*Goal*. Render the entries below as a JSON list of strings, one string per line and no blank lines, beginning at the line that contains "Highlight calm sea." and stopping after the line that contains "left=546, top=142, right=1344, bottom=446". Include only those lines.

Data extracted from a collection

________________

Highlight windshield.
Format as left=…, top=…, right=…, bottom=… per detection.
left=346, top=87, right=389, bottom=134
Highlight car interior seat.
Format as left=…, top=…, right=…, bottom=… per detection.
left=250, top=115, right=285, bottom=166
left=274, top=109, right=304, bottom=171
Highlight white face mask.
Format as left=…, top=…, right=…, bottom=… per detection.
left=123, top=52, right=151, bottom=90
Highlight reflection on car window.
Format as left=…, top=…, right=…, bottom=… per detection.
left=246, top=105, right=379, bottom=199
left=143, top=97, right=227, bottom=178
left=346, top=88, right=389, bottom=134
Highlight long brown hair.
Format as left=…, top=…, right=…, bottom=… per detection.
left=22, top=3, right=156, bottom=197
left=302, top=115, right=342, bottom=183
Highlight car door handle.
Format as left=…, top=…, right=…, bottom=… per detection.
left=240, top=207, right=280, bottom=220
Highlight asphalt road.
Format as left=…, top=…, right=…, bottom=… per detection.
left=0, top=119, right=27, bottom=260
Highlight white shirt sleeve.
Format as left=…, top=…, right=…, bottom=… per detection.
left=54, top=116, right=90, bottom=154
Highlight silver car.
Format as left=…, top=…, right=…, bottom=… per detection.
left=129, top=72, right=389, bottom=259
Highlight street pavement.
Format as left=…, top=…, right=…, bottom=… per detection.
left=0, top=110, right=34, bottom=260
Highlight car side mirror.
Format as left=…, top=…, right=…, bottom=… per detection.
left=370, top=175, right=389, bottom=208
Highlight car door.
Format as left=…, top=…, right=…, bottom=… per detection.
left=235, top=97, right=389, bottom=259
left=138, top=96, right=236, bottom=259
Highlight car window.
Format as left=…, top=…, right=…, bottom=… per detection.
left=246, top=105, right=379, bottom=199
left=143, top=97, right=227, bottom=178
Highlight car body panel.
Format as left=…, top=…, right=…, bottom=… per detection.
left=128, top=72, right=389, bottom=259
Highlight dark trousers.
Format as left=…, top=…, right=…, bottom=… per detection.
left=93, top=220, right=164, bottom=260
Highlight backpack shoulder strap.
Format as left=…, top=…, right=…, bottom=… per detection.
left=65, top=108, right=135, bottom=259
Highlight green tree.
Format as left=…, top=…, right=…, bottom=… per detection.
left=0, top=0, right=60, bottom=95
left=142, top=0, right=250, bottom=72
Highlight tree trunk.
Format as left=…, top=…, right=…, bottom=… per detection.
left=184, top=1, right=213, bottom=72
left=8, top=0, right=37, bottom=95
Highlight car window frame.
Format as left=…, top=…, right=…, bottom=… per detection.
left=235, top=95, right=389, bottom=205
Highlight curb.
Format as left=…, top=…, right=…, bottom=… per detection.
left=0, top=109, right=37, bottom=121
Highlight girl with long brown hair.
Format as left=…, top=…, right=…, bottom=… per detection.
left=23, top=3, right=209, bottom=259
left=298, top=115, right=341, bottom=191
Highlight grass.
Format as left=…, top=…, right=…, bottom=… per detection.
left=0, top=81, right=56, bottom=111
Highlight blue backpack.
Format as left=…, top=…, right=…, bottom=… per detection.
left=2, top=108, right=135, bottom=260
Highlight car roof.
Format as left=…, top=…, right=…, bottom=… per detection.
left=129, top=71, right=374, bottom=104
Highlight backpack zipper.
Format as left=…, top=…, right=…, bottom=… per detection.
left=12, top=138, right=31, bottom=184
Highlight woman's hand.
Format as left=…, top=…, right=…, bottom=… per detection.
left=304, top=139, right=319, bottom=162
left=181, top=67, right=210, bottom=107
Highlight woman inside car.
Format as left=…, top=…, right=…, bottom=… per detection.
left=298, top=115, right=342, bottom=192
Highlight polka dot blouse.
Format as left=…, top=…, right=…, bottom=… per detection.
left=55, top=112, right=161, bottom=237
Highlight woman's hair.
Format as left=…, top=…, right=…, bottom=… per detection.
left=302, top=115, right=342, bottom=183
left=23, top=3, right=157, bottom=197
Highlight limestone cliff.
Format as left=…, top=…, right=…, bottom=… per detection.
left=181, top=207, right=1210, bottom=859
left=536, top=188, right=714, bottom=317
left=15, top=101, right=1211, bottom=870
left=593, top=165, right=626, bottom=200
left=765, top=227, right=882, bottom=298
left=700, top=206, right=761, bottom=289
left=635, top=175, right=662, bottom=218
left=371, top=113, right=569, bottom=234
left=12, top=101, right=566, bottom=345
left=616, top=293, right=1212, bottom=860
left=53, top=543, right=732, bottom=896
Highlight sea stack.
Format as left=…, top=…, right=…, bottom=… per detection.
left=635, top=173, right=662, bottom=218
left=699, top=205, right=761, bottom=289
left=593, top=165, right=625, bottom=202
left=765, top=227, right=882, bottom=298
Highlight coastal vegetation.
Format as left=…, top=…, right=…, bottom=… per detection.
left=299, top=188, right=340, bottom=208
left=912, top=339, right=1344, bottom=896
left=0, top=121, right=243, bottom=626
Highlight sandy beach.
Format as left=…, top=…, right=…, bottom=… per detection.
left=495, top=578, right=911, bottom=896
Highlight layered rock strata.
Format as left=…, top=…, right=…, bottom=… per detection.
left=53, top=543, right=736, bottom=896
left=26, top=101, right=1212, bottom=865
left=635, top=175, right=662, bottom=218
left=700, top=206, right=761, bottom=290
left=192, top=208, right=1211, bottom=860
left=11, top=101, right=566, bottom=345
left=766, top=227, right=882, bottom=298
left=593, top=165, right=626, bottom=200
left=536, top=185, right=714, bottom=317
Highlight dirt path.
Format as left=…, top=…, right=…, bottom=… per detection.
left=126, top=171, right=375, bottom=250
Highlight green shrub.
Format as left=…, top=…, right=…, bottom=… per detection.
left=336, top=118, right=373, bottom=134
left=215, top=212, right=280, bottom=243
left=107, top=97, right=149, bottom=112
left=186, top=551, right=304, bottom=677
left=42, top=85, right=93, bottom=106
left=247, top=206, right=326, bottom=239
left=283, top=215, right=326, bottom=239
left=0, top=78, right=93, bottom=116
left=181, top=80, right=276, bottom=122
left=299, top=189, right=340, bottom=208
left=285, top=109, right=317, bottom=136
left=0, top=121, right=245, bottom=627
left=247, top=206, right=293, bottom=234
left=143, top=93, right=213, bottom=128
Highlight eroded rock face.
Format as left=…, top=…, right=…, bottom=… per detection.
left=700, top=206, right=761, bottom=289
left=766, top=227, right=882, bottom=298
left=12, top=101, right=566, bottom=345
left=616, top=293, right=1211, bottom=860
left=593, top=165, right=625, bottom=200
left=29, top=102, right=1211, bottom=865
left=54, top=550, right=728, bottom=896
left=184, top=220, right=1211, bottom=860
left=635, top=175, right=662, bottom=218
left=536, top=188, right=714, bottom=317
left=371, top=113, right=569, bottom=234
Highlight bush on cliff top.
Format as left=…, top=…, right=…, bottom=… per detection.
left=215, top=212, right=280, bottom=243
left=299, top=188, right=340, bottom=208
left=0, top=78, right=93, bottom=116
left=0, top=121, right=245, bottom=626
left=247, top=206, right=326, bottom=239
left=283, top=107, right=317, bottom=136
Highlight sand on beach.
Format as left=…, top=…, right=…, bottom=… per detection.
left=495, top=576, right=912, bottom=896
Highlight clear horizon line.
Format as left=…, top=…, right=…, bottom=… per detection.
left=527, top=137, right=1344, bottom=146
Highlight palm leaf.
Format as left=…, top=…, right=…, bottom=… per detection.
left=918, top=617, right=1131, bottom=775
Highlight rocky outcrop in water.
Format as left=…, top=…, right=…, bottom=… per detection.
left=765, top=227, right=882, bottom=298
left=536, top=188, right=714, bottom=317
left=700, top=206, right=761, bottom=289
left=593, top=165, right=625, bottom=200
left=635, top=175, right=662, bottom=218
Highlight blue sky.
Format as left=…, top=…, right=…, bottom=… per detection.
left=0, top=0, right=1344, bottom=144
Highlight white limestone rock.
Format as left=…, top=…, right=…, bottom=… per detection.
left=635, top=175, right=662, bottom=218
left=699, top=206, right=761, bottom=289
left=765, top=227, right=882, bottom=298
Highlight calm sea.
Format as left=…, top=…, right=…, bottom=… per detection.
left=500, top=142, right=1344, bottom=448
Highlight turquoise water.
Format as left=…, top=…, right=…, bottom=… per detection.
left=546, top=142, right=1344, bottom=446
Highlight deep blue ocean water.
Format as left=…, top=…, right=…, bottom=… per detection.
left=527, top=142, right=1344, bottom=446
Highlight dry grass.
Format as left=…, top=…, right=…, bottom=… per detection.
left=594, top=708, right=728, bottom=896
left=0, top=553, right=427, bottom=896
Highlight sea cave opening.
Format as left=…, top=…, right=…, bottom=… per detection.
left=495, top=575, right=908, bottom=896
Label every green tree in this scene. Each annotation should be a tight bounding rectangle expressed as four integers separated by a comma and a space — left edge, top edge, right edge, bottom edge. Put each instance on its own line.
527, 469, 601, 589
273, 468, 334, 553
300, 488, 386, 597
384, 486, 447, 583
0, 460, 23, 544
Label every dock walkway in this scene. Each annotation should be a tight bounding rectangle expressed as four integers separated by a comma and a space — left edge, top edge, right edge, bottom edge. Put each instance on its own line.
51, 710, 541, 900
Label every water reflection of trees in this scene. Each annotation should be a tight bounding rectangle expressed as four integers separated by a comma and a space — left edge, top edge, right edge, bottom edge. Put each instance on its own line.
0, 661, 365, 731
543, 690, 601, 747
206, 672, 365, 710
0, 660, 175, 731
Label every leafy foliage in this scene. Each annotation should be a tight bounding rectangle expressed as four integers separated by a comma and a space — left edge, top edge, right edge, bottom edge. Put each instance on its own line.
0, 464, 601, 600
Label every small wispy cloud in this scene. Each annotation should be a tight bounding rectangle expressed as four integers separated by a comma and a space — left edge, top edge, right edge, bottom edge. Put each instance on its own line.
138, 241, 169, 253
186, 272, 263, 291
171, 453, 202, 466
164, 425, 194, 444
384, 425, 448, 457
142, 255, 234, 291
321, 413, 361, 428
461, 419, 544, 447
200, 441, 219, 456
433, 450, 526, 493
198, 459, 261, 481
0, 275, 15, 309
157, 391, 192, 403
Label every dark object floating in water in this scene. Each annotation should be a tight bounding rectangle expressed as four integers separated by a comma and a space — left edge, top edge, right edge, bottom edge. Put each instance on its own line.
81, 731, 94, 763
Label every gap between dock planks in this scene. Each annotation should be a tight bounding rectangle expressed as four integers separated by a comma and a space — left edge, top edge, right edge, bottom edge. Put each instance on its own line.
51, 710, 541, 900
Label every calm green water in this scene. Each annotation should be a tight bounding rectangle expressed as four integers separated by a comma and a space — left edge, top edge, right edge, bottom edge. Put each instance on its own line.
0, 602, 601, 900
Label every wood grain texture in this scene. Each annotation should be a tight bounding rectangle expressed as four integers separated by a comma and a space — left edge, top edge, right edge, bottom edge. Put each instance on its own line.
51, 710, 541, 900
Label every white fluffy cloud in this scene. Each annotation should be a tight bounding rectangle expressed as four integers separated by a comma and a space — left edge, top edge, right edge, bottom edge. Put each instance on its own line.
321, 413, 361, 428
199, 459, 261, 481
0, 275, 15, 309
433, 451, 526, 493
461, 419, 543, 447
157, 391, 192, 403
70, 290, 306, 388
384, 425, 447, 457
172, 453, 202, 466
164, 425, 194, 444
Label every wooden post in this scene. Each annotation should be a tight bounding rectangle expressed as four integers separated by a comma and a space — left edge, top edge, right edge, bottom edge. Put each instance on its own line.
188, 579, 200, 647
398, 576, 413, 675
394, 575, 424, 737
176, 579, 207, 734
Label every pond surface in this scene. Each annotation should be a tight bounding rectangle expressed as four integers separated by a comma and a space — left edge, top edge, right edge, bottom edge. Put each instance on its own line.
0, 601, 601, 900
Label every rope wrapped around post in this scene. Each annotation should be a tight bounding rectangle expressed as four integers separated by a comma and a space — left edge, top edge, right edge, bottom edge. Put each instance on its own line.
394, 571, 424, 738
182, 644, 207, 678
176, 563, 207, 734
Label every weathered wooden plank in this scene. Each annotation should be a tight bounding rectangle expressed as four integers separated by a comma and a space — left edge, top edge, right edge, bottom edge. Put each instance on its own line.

________________

*The solution*.
[
  "Highlight calm sea.",
  "Format as left=…, top=…, right=…, bottom=… per detection.",
  "left=500, top=142, right=1344, bottom=448",
  "Highlight turquoise water.",
  "Format as left=…, top=…, right=…, bottom=… per detection.",
  "left=546, top=142, right=1344, bottom=446"
]